» **Problems and tasks**:
a – List the username of every poster in the bow hunting thread, in the order they appear.
b – Carry the bow hunting thread forward from its last post.

# field edges/deep woods or 50 yrds off woods line?



## headbust (May 17, 2016)

During bow hunting season which do you prefer to hunt give explanation to why you prefer your hunt choice. I've heard so many different Hunters say this way or that way is the best way to go during archery season I kill deer every year during archery season but never the big boys Maybe I'll try something different this year after feedback from other hunters concerning my question thanks again.


----------



## turkeyhunter835 (May 17, 2016)

I also have my best luck hunting about 75 or so back in the woods off a feild


----------



## Jim Boyd (May 17, 2016)

For afternoons we tend to hunt within bow range of the field edge and sometimes on the field edge. 

In the mornings we are likely going to set up on the trails or terrain features (fence, ditch, etc) away from the feed source. 

Good luck!!!


----------



## Kris87 (May 17, 2016)

My best stand is 40 yds from the road.   Also about 13 yds from the field edge.  So what does this mean for everyone else's property and strategy?  Absolutely nothing.


----------



## rstallings1979 (May 17, 2016)

*My recent experience...*

Here is how smart old mature bucks are....there is a back cornfield that for the last two years we always hunted off the field edge expecting the does to come out to feed with bucks close behind.  Its a perfect spot in that its totally surrounded by woods excluding the entrance for the tractors and combine.  During the rut we never had any luck hunting the field edges.  Early in the year we would see multiple deer grazing the fresh cut field but by the time November rolled around and the big boys were on their feet the field turns into a ghost town for the most part.  I would always hear leaves crunching behind me in the thicket so I started realizing the bucks are pushing the does away from the field and into the thickets during the rut.  We finally moved the stand back in an open draw and off the field about 100 yards.  First morning out and my buddy videos a huge buck pushing a doe and then breeding her in the thicket.  Here is a screen shot.  He had no shot with his bow. I can't figure out how to upload the full video of him breeding the doe.  As you can see in the background he is up above the field and glancing down to it.  I get the feeling the big bucks would simply go up above us while we were sitting on the field edge and if no does were in the field they would move on.  A decoy could have helped I suppose.  If someone can tell me how to upload a windows media player file I will upload the video.  Its neat to watch.  I could email it as well if someone knows the trick.

» **Excerpts from a point labeling dataset**:

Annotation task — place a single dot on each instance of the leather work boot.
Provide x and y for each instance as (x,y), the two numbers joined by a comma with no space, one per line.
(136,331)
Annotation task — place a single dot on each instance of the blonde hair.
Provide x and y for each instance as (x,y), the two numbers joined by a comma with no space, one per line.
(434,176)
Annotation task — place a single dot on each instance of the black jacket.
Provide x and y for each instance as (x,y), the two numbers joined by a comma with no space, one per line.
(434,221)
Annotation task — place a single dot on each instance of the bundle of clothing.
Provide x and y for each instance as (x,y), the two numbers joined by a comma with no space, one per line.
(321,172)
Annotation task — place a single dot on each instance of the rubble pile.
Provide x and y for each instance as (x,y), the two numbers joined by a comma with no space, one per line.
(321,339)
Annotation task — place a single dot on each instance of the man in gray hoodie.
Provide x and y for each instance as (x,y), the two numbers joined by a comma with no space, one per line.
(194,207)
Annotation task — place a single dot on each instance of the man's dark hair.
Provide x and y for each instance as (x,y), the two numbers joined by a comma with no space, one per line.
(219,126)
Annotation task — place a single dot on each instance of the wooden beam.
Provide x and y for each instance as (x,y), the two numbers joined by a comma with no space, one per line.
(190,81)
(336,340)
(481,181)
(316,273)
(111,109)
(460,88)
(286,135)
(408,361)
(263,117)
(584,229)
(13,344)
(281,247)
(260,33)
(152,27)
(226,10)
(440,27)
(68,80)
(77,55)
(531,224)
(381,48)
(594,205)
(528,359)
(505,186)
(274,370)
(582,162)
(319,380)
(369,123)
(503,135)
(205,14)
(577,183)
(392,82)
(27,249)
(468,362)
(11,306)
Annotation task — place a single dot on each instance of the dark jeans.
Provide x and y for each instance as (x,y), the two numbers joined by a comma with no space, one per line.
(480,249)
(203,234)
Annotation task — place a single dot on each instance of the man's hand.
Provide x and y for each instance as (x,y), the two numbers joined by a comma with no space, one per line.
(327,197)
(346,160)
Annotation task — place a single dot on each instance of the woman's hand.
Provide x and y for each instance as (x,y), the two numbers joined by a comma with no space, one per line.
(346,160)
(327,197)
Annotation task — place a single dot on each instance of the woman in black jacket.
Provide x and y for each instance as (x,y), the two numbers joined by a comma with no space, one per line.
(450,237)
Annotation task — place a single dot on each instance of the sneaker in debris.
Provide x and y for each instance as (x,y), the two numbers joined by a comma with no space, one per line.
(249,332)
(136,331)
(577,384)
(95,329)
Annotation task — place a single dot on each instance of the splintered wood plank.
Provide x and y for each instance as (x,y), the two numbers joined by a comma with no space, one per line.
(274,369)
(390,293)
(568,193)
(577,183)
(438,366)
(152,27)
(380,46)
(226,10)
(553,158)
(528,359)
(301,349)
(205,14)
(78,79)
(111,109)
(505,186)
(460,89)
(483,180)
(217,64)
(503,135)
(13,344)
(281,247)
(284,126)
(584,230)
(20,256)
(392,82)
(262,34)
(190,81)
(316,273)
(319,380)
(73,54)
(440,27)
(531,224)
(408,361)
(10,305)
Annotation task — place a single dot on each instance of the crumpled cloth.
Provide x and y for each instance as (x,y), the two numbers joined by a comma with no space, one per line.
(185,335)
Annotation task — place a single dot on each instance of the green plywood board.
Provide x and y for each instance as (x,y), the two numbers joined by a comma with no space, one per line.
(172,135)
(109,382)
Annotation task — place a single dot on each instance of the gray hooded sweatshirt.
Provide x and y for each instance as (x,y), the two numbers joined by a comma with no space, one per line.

» **Answers for this exercise**:
a – headbust, turkeyhunter835, Jim Boyd, Kris87, rstallings1979

b –
----------



## livetohunt (May 17, 2016)

I have arrowed most of my biggest bucks near a field edge..I usually avoid big timber because of the disturbance it takes to access these spots, unless you use a creek or other terrain feature..It truly is all about entry/exit when hunting old mature bucks in my opinion. But everyone develops their own hunting strategy, and what works for one person may not work for another.


----------



## tmullins (May 17, 2016)

This is my best spot at this property. Along the fence line, only because that's where they cross and I can see them coming.  Only works on a east or south east wind.


----------



## tmullins (May 17, 2016)

On this property there's two main trails right through the middle. One runs North & South, the other East & West.
  I set up near the intersection and place my climber according to the wind.


----------



## across the river (May 17, 2016)

This is a question no one can really give you an exact answer two, because it really varies by property and even year to year on the same property depending on the deer.  I guess if I had to generalize, I would say hunt food in early bow season.  I've seen some bucks walk out in the middle of a field  or up to an old pear tree, acorns, etc... long before dusk and then others that would not come out until it was almost dark or after it was dark.   Whether you hunt on the field on in the would would depend on how the deer is behaving.   The later you get into bow season and into October, they tend to get into in pre-rut pattern and their habits will change.  Where I hunt the first weekend of bow season isn't usually the same place I hunt in late bow season, because their habits change.


----------



## Grey Man (May 20, 2016)

Depends on the property.


----------



## kevincox (May 20, 2016)

I like a food source near a bedding area in the am If I have a way to get set up undetected. I also like a food source inside the timber that a buck will hit in th evenings before it goes into a field at dark to feed.


----------



## Bob Wallace (May 21, 2016)

Our best now stands are back in the woods from 25-100 yards. Our experience for years has been the big boys hang off the fields. For the kids who want to take a doe, the field edge is where it's at on our land.


----------



## Bucky T (May 21, 2016)

It is very easy for me. Hunt where the sign is. If you find a staging area off a ag field hunt it. Doesn't matter how far it is off the edge. 

I have a lock on situated over a water oak flat with one large southern red oak in it. It is 100yds from the edge of a ag field and 75yds from the edge of a new clearcut. 

They pour into this area to munch on acorns and rub trees before they move off into the peanut field or clearcut around dark 30. 

Make sure you know or have a good idea where they are bedding. Need to place your stand accordingly and don't hunt it in the evenings when the wind is blowing towards the bedding area.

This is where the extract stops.